===== Task data =====
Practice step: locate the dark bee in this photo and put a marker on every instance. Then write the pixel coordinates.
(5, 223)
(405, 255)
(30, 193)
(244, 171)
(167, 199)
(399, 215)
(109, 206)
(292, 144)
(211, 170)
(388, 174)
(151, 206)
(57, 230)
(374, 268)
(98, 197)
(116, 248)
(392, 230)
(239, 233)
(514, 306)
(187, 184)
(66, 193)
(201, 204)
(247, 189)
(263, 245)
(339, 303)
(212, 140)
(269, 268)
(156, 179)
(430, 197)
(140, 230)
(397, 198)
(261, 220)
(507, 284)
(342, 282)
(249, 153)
=====
* Exercise instructions
Rewrite all of the items above, requests included, multiplying every coordinate in the answers by 1.25 and rounding each result to a whole number, with halves rounded up. Leave the wording of the requests unchanged.

* Written solution
Practice step: locate the dark bee in this photo and put a marker on every instance. Then write the pixel coordinates.
(6, 279)
(506, 319)
(38, 241)
(305, 214)
(209, 249)
(499, 269)
(136, 258)
(365, 180)
(264, 213)
(485, 218)
(189, 258)
(71, 288)
(468, 335)
(123, 246)
(145, 310)
(490, 288)
(299, 291)
(643, 383)
(234, 230)
(83, 241)
(251, 255)
(309, 236)
(329, 306)
(424, 379)
(265, 175)
(336, 335)
(195, 224)
(538, 246)
(175, 288)
(496, 248)
(326, 275)
(634, 355)
(428, 353)
(311, 191)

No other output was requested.